● Exercise objective
Copy out the lines of the listing from the one containing "Record the location of each instance of the dog's nose" onward, through the last, without altering any.

● Records provided
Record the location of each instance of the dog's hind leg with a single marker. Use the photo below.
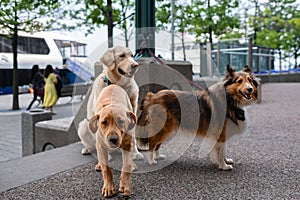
(88, 140)
(128, 166)
(218, 152)
(136, 154)
(157, 155)
(219, 156)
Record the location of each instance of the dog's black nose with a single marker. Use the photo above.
(113, 140)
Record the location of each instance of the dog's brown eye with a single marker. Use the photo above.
(120, 122)
(104, 122)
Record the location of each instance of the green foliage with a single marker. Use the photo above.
(199, 18)
(278, 26)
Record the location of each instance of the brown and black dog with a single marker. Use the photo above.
(217, 114)
(113, 122)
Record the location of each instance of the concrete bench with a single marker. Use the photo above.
(55, 133)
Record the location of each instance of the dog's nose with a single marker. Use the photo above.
(134, 64)
(113, 140)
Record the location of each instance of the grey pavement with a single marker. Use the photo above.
(266, 163)
(10, 134)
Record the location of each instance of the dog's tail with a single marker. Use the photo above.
(141, 132)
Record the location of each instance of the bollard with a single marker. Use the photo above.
(29, 119)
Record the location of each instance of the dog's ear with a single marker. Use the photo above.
(229, 75)
(230, 71)
(93, 123)
(108, 58)
(247, 69)
(132, 118)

● Task output
Record the location of each instance of the dog's nose with a single marker. Use the photo above.
(134, 64)
(113, 140)
Record the location of each instance of the grey pavement with a single marker. Use the photo above.
(266, 163)
(10, 134)
Record the location of each instance of the dog's tail with a single marker. Use the photo above.
(141, 132)
Record the location of each instance of the bollard with a single marker. Use the photo above.
(29, 119)
Record the location of each instance of the dog's ear with a single marker. Use the photo above.
(229, 75)
(230, 71)
(93, 123)
(108, 58)
(247, 69)
(132, 118)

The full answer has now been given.